▸ **WHAT YOU HAVE TO DO**
Reproduce each of the rows below word for word, leaving out the pictures.

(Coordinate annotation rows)
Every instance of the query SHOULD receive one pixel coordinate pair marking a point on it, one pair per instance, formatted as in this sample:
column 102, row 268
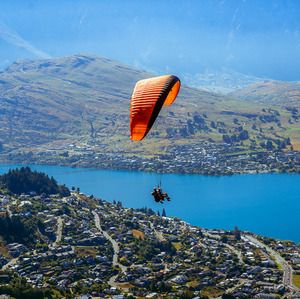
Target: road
column 235, row 251
column 287, row 279
column 159, row 236
column 12, row 262
column 231, row 248
column 116, row 248
column 58, row 232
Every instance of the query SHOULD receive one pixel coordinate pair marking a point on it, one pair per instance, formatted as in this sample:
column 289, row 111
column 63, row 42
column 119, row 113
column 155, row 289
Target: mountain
column 285, row 94
column 78, row 106
column 222, row 81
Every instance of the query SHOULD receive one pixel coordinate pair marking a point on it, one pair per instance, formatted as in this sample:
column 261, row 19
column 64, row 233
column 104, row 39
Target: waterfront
column 267, row 204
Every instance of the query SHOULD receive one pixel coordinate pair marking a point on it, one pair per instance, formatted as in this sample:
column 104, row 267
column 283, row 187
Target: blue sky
column 256, row 37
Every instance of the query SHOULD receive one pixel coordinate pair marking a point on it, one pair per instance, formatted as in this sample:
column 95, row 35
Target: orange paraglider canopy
column 148, row 97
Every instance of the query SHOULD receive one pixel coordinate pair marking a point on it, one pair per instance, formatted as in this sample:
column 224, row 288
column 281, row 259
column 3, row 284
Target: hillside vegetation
column 55, row 104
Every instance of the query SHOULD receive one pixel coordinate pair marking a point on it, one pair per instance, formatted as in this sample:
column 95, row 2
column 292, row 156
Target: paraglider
column 148, row 97
column 160, row 196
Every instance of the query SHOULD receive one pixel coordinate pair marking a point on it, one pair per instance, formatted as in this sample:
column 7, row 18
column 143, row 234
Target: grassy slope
column 52, row 103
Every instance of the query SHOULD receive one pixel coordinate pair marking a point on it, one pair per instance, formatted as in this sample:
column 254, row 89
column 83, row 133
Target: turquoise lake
column 267, row 204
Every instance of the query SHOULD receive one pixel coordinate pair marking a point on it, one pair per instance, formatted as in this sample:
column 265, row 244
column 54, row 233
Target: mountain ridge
column 71, row 106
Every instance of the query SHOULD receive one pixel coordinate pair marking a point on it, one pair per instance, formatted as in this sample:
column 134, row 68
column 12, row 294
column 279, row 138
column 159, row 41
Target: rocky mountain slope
column 83, row 101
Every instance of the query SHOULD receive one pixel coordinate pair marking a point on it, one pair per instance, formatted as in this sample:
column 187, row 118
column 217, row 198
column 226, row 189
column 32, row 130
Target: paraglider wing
column 148, row 97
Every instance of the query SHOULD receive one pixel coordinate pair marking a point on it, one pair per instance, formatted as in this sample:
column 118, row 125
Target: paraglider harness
column 160, row 196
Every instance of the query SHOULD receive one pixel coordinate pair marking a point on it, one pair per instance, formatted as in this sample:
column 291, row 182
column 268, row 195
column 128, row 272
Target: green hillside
column 82, row 102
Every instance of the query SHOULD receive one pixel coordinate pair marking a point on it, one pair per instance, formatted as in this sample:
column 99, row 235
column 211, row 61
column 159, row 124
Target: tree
column 237, row 233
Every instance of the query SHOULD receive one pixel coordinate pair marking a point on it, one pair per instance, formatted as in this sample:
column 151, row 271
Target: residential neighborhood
column 90, row 248
column 199, row 157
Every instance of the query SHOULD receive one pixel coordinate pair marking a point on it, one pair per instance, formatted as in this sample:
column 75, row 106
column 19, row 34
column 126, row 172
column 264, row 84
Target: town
column 85, row 247
column 200, row 157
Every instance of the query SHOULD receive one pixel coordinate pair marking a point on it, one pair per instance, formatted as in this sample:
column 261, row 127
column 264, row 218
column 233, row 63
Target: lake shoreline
column 251, row 202
column 146, row 170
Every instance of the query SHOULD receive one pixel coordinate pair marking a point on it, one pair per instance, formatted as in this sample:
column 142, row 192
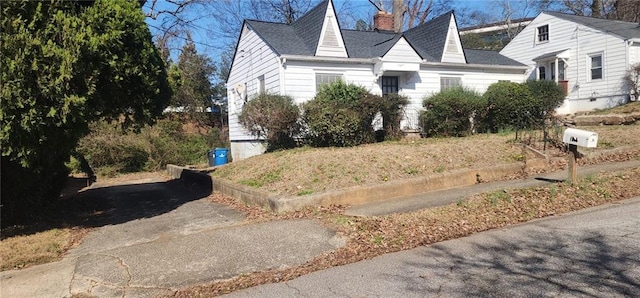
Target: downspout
column 555, row 70
column 627, row 61
column 283, row 64
column 577, row 61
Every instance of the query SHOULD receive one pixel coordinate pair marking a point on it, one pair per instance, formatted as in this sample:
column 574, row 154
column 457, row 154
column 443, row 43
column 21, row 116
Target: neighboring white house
column 588, row 56
column 296, row 59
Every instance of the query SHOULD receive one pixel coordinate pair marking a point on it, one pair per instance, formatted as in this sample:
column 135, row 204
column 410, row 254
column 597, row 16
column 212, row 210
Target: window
column 389, row 85
column 326, row 78
column 596, row 67
column 543, row 33
column 450, row 82
column 261, row 84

▸ **FULL RESPONSE**
Every instance of the query SHOULD receive one pixel coordinate pair marking a point on it, one pair per instance, formatted as in this sample:
column 102, row 268
Target: road
column 235, row 251
column 287, row 279
column 159, row 236
column 12, row 262
column 231, row 248
column 116, row 248
column 58, row 232
Every instance of the query SHOULD receive one pixel coordinate pair marking a point on it, one pair per instance, formatted as in this sample:
column 289, row 111
column 63, row 42
column 119, row 113
column 155, row 289
Target: mountain
column 285, row 94
column 78, row 106
column 222, row 81
Every instance of the query SHOULD receive one pixel coordinate pair marking a point on it, one pair per instance, formatted as in this sample:
column 261, row 19
column 64, row 233
column 104, row 39
Target: waterfront
column 267, row 204
Every instance of the query SHOULD receive one pixel coordinate pair marking a point on it, one pair per instance, formatted as in this sample:
column 104, row 267
column 283, row 187
Target: blue sky
column 256, row 37
Every instance of the query SHOULD receive one pixel coordinate pair marking a point on it, one pair per instance, formatted as in this sample:
column 95, row 35
Target: orange paraglider canopy
column 148, row 97
Every instance of the query SHOULD receive one pixel coordinate pair marking a point on it, one pair per instance, formatted as in this sample:
column 224, row 288
column 281, row 259
column 3, row 284
Target: hillside vegetation
column 55, row 104
Every instance of the query SHOULD receive one pixel coordinate pair marking a point on it, one pair per instance, formatted as in this sample:
column 95, row 2
column 292, row 156
Target: paraglider
column 148, row 97
column 160, row 196
Every instance of the query SHOULD receive one pixel coordinate pair marking a point on it, one pair per instance, formatted as in this sample:
column 7, row 18
column 143, row 234
Target: grassy slope
column 52, row 103
Every instance of the query SHOULD receive one pixel coordinate pair marking a point on it, one pair per instance, formatted as in this sample:
column 254, row 89
column 83, row 133
Target: turquoise lake
column 267, row 204
Every instance of the query SHOULD receive one pixel coordinate pair marking a point on it, one pair per instance, formatted as in this sample:
column 265, row 244
column 54, row 233
Target: mountain ridge
column 71, row 106
Every instance of the query SHOULD receive one pixel coordinate pair marking a point on it, one pair per instance, formatted as in this sample:
column 134, row 68
column 12, row 294
column 279, row 138
column 159, row 41
Target: rocky mountain slope
column 83, row 101
Every instance of the query SHOULD receive one pixel coordinate pair marking a point on it, one pair per instance, formatted as in this sample:
column 187, row 118
column 217, row 198
column 226, row 189
column 32, row 130
Target: paraglider wing
column 148, row 97
Every instance of the query SHOULD receive one pixel coordinate pair marking a point on it, one pair per instance, formatted as in this sample:
column 118, row 125
Target: paraglider harness
column 160, row 196
Every instance of the query SHOULD receive one pixel coordinate pair marking a point on it, one pair per instance, formatted as in this sample:
column 291, row 182
column 268, row 195
column 128, row 272
Target: green hillside
column 82, row 102
Every instance of the query SHOULD receive one pixel coordinate pair marking a point on it, one pair per instance, formatted as in this sample:
column 99, row 235
column 211, row 61
column 159, row 124
Target: tree
column 237, row 233
Every instance of the query SHOULD receive one pixel coordinate pair marking a point on it, one pair per instance, formatted as in this sample:
column 151, row 271
Target: residential neighborhood
column 90, row 248
column 199, row 157
Every instance of the query SHOULD receive one pixel coordinate pair marking a point on it, one pair per instance, formatted as in this sample:
column 75, row 106
column 19, row 34
column 126, row 172
column 264, row 84
Target: town
column 85, row 247
column 200, row 157
Every instance of the query SHOULD receive one pixel coordinate pair marking a point on it, one pair per instance, formatted as in this sample:
column 261, row 127
column 264, row 218
column 233, row 63
Target: lake shoreline
column 251, row 202
column 146, row 170
Every instance of the query SHOULD receive one pixel coordinate pair marking a point on it, one pair per instance, formatted as in this sample:
column 142, row 192
Target: downspout
column 555, row 70
column 627, row 61
column 283, row 64
column 577, row 61
Every instance of the query SHOULD receive one pixel coordinate pair marking a point on it, one pair per instance, formatted as in this sample:
column 574, row 154
column 457, row 154
column 443, row 43
column 21, row 116
Target: neighboring white house
column 588, row 56
column 296, row 59
Every instance of the query SHOULD receive one pixel coordinate pair marking a point on it, one pair per instance, formatted as in this sample:
column 135, row 204
column 410, row 254
column 597, row 16
column 212, row 210
Target: window
column 389, row 85
column 326, row 78
column 596, row 67
column 543, row 33
column 450, row 82
column 261, row 84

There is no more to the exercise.